— ACTIONS TO TAKE —
[1] Decide whether each statement agrees with the passage on religious belief. Answer yes or no, and quote the deciding words from the passage. (a) Most religions are built on the idea of a non-interventional force. (b) A power that actively intervenes in our world would leave evidence. (c) The things these religions believe would be useful if they were true.
[2] Pick up the passage on religious belief after its closing question and continue it.

— EXCERPT TO READ —
If there’s something “out there” yet is so subtle that it never actually does anything to affect us, then what does it matter what we believe? There’s no use for religions or any sort of belief system to work around this so-subtle-as-to-be-invisible supernatural force. If it doesn’t affect anything, who cares?
No, religions (aside from some weak deists maybe) aren’t formed on the idea that there’s some non-interventional magical force out there. They’re built on the idea that there’s a very specific force, and here’s how he has shaped our world, and here’s how he affects the world we live in, and these are his rules, and this is why you kill infidels, etc. etc.
So either the power out there is so vague and so non-interventional that it doesn’t matter whether it exists, or there’s a power out there that’s specific and that some religion understands and that actively intervenes in our world - and actively intervening in our world would leave evidence. If the Earth formed spontaneously rather than having lots of lines of evidence for a very old, gradually developed planet, that would be evidence. If all the living creatures popped up suddenly at once in functional ecosystems, that would be evidence. If God healed all his loyal followers of all their diseases, that would be evidence. All of this stuff would be testable and observable.
So then we can rule out most forms of religion because they make these testable claims and yet fail (creation didn’t happen like in genesis, etc). The things that these religions believe would be useful - they would tell us something about the world or something about how to live our lives - if they were true. But they aren’t. So we’re left with “uhhh but you can’t prove there’s some vague non-intervening power out there! GOTCHA ATHEISTS HAHAHAHA!”. But what use is that? If something has no effect on our lives and doesn’t have any effect on the natural world, why do you need a belief about it? What purpose does that belief serve?

Natural-language object grounding data:
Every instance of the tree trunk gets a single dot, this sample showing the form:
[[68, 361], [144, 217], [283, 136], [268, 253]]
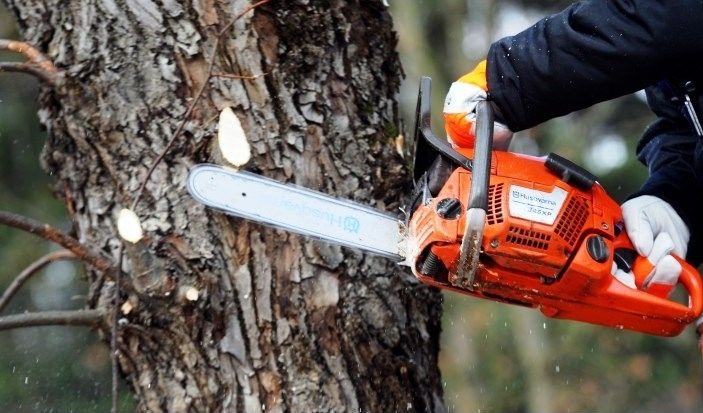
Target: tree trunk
[[280, 323]]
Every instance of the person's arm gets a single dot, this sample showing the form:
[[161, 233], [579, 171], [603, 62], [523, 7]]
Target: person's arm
[[671, 159], [593, 51]]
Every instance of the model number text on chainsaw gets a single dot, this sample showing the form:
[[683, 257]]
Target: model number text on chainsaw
[[534, 205]]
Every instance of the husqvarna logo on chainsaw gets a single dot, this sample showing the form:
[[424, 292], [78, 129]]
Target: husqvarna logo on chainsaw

— RESULTS BY TASK —
[1]
(a) No: "religions (aside from some weak deists maybe) aren’t formed on the idea that there’s some non-interventional magical force out there"
(b) Yes: "actively intervening in our world would leave evidence"
(c) Yes: "The things that these religions believe would be useful - they would tell us something about the world or something about how to live our lives - if they were true"

[2]
Religious people like to proclaim some very specific things (this is who god is, here’s his rulebook, etc) but when you start asking for evidence it becomes “hey, you can’t disprove there’s not some vague undetectable power out there! Can’t prove a negative! THEREFORE MY SPECIFIC VIEW OF GOD IS CORRECT!”
God may exist. It’s pretty clear that no religion I’m aware of describes him because they all make factually incorrect claims about the history of the world and nature. Leprechauns may exist. There’s equal evidence and non-evidence for either. There’s simply no reason to believe in either - that doesn’t require a positive statement that they don’t exist. In fact even the more militant atheists will often say “your specific idea of god almost certainly doesn’t exist” rather than “certainly”, and that’s the more logically defensible position, although they’re practically extremely similar.